The installation is supplied through a 630 kVA transformer. The process requires a high degree of supply continuity and part of the installation can be supplied by a 250 kVA standby generator. The global earthing system is TN-S, except for the most critical loads supplied by an isolation transformer with a downstream IT configuration.

The single-line diagram is shown in Figure G69 below. The results of a computer study for the circuit from transformer T1 down to the cable C7 is reproduced on Figure G70. This study was carried out with Ecodial (a Schneider Electric software).

This is followed by the same calculations carried out by the simplified method described in this guide. Fig. G69 – Example of single-line diagram

## Calculation using software Ecodial

Fig. G70 – Partial results of calculation carried out with Ecodial software (Schneider Electric). The calculation is performed according to Cenelec TR50480 and IEC 60909

## The same calculation using the simplified method recommended in this guide

### Dimensioning circuit C1

The MV/LV 630 kVA transformer has a rated voltage of 400 V. Circuit C1 must be suitable for a current of:

$I_{b}={\frac {630\times 10^{3}}{{\sqrt {3}}\times 400}}=909\,A$ per phase

Two single-core PVC-insulated copper cables in parallel will be used for each phase.These cables will be laid on cable trays according to method 31F.

Each conductor will therefore carry 455 A. Figure G21 indicates that for 3 loaded conductors with PVC insulation, the required c.s.a. is 240 mm².

The resistance and the inductive reactance, for the two conductors in parallel, and for a length of 5 metres, are:

$R={\frac {18.51\times 5}{240\times 2}}=0.19\,m\Omega$ (cable resistance: 18.51 mΩ.mm2/m at 20 °C)

$X=0.08/2\times 5=0.2\,m\Omega$ (cable reactance: 0.08 mΩ/m, 2 cables in parallel)

### Dimensioning circuit C3

Circuit C3 supplies two loads, in total 310 kW with cos φ = 0.85, so the total load current is:

$I_{b}={\frac {310\times 10^{3}}{{\sqrt {3}}\times 400\times 0.85}}=526\,A$ Two single-core PVC-insulated copper cables in parallel will be used for each phase. These cables will be laid on cable trays according to method F.

Each conductor will therefore carry 263 A. Figure G21 indicates that for 3 loaded conductors with PVC insulation, the required c.s.a. is 120 mm².

The resistance and the inductive reactance, for the two conductors in parallel, and for a length of 20 metres, are:

$R={\frac {18.51\times 20}{120\times 2}}=1.54\,m\Omega$ (cable resistance: 18.51 mΩ.mm2/m at 20 °C)

$X=0.08/2\times 20=1.6\,m\Omega$ (cable reactance: 0.08 mΩ/m, 2 cables in parallel)

### Dimensioning circuit C7

Circuit C7 supplies one 140kW load with cos φ = 0.85, so the total load current is:

$I_{b}={\frac {140\times 10^{3}}{{\sqrt {3}}\times 400\times 0.85}}=238\,A$ One single-core PVC-insulated copper cable will be used for each phase.

» **Data rows**:
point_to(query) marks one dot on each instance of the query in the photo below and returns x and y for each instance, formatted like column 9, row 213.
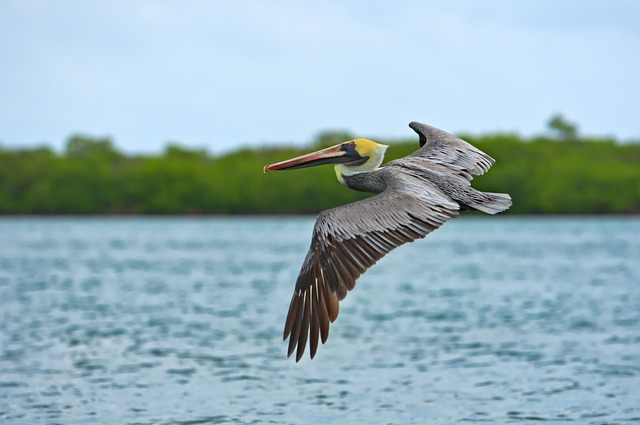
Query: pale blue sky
column 220, row 74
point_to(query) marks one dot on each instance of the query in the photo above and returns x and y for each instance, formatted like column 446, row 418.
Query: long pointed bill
column 331, row 155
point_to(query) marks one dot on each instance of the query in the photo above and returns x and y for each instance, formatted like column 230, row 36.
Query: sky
column 226, row 74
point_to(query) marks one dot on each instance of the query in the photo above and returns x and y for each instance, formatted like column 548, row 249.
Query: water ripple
column 179, row 321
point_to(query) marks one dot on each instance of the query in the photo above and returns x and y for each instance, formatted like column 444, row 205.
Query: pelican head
column 351, row 157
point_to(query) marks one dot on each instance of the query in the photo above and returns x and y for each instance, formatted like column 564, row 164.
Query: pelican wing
column 454, row 153
column 348, row 240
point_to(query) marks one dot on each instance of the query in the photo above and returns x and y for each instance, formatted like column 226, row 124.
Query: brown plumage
column 414, row 196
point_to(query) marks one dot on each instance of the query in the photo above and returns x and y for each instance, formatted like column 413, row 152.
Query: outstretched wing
column 454, row 153
column 348, row 240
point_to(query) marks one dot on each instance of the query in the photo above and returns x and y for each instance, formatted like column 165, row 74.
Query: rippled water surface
column 179, row 321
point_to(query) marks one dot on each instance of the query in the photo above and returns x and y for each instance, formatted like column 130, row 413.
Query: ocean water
column 179, row 321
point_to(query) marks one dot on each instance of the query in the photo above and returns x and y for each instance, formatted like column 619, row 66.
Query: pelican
column 414, row 196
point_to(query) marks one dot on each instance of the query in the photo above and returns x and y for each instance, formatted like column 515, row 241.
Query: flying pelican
column 414, row 196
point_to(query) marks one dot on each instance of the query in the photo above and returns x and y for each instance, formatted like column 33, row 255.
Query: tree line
column 559, row 173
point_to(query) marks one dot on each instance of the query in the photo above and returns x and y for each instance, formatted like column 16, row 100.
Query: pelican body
column 414, row 196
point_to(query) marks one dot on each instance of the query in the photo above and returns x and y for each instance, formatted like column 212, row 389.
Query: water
column 179, row 321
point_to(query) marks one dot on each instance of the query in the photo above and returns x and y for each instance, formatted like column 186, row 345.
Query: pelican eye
column 348, row 146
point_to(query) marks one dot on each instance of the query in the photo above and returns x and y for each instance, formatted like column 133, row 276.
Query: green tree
column 564, row 130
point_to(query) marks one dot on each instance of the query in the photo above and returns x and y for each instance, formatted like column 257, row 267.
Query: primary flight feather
column 414, row 196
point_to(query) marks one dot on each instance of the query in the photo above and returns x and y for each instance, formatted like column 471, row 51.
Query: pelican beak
column 332, row 155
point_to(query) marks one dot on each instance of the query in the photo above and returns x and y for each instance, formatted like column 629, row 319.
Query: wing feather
column 446, row 149
column 350, row 239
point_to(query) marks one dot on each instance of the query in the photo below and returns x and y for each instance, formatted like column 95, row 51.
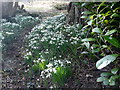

» **Tasks**:
• A. Which circuits does the cable-sizing text dimension under headings of their own?
• B. Can you write what follows the last sentence of the cable-sizing text?
The items have no connection to the cable-sizing text.

» **Results by task**:
• A. C1, C3, C7

• B.
The cables will be laid on cable trays according to method F.

Each conductor will therefore carry 238 A. Figure G21 indicates that for 3 loaded conductors with PVC insulation, the required c.s.a. is 95 mm².

The resistance and the inductive reactance for a length of 5 metres is:

$R={\frac {18.51\times 5}{95}}=0.97\,m\Omega$ (cable resistance: 18.51 mΩ.mm2/m)

$X=0.08\times 5=0.4\,m\Omega$ (cable reactance: 0.08 mΩ/m)

### Calculation of short-circuit currents for the selection of circuit-breakers Q1, Q3, Q7

(see Fig. G71)

Fig. G71 – Example of short-circuit current evaluation
Circuit components R (mΩ) X (mΩ) Z (mΩ) Ikmax (kA)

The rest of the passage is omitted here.